▶ _WHAT THE EXERCISE ASKS_
Each line from the one that contains "Note: for every instance of the star anise pod, put" to the end of the material must be quoted exactly; include both end lines and nothing else.

(Items from a dataset)
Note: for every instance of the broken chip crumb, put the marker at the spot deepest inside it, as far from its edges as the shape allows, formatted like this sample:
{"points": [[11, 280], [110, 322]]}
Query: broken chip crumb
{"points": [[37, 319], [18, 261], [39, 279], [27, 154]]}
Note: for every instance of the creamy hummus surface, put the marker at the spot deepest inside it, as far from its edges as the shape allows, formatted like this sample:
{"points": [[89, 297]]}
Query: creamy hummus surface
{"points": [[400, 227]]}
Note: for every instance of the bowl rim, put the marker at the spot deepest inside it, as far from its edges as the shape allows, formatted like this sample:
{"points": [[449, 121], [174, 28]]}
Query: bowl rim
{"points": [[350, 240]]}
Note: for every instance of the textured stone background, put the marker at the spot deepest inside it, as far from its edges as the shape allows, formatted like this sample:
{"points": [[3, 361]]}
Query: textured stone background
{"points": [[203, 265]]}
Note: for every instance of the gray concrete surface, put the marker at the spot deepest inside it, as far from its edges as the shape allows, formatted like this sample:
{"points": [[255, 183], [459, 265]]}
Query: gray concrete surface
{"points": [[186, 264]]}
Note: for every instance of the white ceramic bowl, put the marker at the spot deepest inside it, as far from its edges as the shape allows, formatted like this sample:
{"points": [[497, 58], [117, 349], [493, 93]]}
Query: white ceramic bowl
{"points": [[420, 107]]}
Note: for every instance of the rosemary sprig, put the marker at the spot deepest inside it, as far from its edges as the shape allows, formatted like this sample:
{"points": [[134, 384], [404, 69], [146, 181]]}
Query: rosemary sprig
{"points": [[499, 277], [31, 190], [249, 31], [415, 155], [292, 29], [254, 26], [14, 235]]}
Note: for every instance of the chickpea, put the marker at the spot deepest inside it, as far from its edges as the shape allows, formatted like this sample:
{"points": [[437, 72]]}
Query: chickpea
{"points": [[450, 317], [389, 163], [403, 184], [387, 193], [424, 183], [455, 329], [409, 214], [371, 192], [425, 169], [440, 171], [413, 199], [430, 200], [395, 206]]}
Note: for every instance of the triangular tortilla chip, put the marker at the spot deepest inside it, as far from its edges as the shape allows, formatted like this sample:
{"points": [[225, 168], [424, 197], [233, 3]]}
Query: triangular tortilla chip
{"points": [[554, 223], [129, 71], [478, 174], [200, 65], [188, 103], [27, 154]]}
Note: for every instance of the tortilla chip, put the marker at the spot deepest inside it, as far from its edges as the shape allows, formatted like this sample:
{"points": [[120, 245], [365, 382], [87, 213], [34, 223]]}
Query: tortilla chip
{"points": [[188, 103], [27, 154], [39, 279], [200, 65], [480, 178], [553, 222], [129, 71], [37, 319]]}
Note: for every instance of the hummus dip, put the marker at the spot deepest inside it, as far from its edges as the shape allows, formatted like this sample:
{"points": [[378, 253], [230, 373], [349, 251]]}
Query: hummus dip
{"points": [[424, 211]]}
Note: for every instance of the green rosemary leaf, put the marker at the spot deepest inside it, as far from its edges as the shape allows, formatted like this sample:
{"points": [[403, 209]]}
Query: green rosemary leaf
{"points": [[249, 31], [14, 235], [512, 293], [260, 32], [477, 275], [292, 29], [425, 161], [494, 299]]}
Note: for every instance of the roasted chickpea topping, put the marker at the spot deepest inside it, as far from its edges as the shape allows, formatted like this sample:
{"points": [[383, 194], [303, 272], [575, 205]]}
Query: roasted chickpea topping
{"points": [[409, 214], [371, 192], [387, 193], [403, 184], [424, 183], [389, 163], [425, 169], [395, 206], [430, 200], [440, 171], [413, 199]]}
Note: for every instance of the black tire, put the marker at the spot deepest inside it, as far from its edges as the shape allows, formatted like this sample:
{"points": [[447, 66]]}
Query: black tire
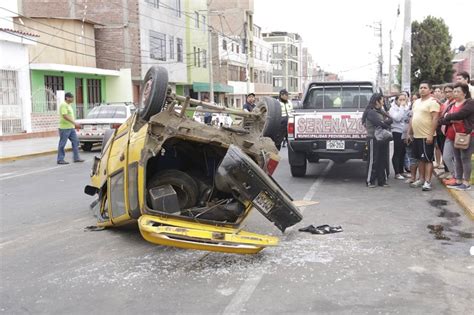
{"points": [[107, 135], [298, 171], [153, 92], [185, 186], [270, 109], [87, 146]]}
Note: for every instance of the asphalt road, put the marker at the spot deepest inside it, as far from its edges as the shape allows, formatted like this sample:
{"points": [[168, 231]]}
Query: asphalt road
{"points": [[385, 260]]}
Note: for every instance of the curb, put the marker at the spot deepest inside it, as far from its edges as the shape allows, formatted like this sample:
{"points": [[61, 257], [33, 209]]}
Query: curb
{"points": [[462, 198], [29, 155]]}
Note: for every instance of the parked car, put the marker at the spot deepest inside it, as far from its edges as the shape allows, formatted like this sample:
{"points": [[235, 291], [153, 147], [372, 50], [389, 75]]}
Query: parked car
{"points": [[189, 184], [100, 119]]}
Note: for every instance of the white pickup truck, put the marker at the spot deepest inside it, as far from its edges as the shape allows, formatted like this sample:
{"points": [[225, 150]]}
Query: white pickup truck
{"points": [[328, 124]]}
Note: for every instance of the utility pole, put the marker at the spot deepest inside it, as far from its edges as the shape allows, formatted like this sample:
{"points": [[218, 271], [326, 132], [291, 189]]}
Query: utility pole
{"points": [[209, 43], [406, 49], [390, 63]]}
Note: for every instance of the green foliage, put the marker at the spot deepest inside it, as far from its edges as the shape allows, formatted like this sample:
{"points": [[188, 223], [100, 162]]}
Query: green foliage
{"points": [[431, 52]]}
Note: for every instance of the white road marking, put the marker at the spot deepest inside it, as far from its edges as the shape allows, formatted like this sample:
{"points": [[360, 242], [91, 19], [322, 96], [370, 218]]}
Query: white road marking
{"points": [[250, 284], [38, 171]]}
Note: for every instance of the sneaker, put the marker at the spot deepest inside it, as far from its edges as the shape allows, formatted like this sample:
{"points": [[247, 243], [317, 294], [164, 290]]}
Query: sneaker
{"points": [[454, 186], [426, 186], [463, 187], [416, 184], [448, 182]]}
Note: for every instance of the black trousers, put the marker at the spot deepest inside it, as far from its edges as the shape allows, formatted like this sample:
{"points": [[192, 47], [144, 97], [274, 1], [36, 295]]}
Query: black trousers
{"points": [[398, 157], [377, 162]]}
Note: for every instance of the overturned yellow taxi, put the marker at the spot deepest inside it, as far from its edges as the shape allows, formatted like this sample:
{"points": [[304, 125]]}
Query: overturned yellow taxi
{"points": [[188, 184]]}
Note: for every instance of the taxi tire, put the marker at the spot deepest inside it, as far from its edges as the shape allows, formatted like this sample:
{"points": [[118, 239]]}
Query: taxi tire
{"points": [[185, 186], [270, 108], [155, 100], [107, 135]]}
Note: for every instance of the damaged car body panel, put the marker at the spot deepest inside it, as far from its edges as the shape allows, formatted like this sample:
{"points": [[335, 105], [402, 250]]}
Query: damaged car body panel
{"points": [[188, 184]]}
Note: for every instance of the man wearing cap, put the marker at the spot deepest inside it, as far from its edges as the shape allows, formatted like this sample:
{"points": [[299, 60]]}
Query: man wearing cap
{"points": [[67, 130], [250, 104], [286, 108]]}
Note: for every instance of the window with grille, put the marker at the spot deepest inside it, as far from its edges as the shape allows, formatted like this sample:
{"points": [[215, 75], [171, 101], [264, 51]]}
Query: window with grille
{"points": [[94, 93], [204, 58], [53, 84], [155, 3], [179, 49], [157, 46], [9, 88]]}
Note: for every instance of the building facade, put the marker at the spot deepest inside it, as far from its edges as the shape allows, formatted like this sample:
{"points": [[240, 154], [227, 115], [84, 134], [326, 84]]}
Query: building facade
{"points": [[286, 60]]}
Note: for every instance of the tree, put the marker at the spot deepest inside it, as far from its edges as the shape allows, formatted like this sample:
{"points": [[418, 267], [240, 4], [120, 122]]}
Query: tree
{"points": [[431, 52]]}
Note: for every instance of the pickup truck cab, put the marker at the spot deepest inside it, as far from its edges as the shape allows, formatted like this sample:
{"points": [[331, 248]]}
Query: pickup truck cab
{"points": [[328, 124]]}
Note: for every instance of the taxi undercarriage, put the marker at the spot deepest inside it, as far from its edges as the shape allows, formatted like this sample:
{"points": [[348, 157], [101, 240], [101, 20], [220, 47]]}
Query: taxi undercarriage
{"points": [[188, 184]]}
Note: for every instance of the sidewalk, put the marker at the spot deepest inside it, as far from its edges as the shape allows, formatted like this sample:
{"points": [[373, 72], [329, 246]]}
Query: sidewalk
{"points": [[24, 148]]}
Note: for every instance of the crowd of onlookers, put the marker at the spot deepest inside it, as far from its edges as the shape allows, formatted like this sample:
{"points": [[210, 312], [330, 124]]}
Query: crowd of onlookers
{"points": [[434, 128]]}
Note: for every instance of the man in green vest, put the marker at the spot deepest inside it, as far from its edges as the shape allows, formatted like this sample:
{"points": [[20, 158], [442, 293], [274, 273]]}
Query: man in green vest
{"points": [[286, 108], [67, 130]]}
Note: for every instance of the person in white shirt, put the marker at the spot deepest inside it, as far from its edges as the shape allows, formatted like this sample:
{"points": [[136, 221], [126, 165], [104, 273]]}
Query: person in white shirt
{"points": [[398, 113]]}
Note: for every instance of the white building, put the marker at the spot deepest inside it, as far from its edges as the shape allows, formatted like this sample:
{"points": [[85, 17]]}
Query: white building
{"points": [[15, 92]]}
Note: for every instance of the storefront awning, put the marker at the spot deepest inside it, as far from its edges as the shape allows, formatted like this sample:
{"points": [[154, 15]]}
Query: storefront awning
{"points": [[218, 87]]}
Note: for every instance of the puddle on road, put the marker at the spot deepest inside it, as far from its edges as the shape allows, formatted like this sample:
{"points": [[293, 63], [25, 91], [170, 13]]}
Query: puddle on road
{"points": [[439, 229]]}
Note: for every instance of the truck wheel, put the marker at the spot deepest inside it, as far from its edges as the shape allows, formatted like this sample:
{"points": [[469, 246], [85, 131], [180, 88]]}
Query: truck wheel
{"points": [[298, 171], [270, 110], [185, 186], [107, 135], [153, 92], [87, 146]]}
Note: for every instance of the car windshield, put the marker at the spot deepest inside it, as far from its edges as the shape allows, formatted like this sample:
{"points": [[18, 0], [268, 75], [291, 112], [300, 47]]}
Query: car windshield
{"points": [[108, 111], [335, 97]]}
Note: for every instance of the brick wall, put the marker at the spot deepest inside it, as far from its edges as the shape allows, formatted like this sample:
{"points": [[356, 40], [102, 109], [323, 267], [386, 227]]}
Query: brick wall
{"points": [[44, 122]]}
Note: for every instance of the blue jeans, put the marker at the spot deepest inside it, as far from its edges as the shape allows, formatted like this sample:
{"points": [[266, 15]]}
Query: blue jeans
{"points": [[64, 135]]}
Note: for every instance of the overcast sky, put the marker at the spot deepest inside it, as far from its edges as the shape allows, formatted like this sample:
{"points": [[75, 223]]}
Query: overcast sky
{"points": [[338, 33]]}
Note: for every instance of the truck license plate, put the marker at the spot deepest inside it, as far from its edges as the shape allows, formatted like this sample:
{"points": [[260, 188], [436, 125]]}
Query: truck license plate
{"points": [[263, 202], [335, 145]]}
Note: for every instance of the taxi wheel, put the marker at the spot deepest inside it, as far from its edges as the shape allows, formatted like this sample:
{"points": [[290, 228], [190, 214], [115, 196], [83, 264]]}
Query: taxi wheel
{"points": [[270, 111], [185, 186], [153, 92], [87, 146]]}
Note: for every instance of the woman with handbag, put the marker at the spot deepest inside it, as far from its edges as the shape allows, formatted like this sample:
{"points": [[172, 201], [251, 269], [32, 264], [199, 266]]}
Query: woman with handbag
{"points": [[459, 119], [377, 122]]}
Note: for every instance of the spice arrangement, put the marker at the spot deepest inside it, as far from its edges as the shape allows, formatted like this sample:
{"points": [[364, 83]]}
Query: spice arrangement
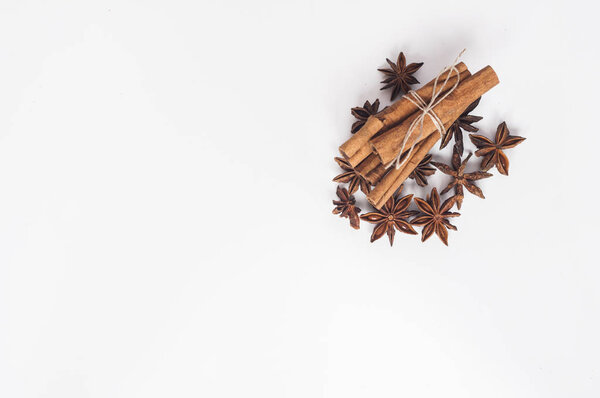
{"points": [[391, 145]]}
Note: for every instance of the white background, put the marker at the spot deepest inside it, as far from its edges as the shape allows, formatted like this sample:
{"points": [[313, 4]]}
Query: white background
{"points": [[165, 204]]}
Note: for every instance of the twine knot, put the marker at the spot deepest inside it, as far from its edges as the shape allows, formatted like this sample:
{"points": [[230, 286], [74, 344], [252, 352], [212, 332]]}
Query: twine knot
{"points": [[427, 110]]}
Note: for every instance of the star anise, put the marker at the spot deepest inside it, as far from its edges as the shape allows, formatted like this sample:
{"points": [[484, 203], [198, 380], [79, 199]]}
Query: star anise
{"points": [[345, 207], [422, 171], [492, 153], [393, 215], [352, 177], [460, 178], [400, 75], [463, 122], [362, 113], [433, 217]]}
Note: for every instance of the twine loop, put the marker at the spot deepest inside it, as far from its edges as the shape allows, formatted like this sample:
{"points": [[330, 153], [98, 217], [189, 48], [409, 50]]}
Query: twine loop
{"points": [[427, 110]]}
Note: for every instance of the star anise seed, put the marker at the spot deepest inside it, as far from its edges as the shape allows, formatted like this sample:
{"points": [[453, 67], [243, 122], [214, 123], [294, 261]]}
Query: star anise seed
{"points": [[351, 177], [345, 207], [393, 215], [362, 114], [460, 178], [493, 154], [433, 217], [422, 171], [400, 77], [464, 122]]}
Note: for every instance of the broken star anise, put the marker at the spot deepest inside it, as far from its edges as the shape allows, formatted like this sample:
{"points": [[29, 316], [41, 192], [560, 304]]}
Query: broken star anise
{"points": [[464, 122], [433, 217], [352, 177], [460, 178], [493, 154], [400, 77], [422, 171], [362, 113], [393, 215], [345, 207]]}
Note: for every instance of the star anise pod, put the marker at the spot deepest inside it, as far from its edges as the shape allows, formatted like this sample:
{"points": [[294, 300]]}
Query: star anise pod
{"points": [[464, 122], [434, 217], [352, 177], [400, 75], [460, 178], [393, 215], [345, 207], [422, 171], [493, 154], [362, 113]]}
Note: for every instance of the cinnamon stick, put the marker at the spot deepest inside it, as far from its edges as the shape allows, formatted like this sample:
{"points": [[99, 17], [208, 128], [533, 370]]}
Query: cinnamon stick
{"points": [[356, 149], [376, 174], [389, 144], [368, 165], [395, 177]]}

▶ _CORRECT ANSWER_
Note: for every instance of the star anise pod, put the marker at the spot deepest inside it, as far from its edges as the shape allows, formatted like this sample:
{"points": [[294, 300]]}
Query: star anise pod
{"points": [[464, 122], [434, 217], [352, 177], [400, 75], [460, 178], [393, 215], [345, 207], [422, 171], [493, 154], [362, 113]]}
Note: for every instance of the cinnamon stick, put the marker at the spot deepest inside it, as far from its edges as the shape allows, formatted like this sample:
{"points": [[99, 17], [208, 128], [533, 370]]}
Query: cinnamon stick
{"points": [[356, 149], [376, 174], [389, 144], [368, 165], [395, 177]]}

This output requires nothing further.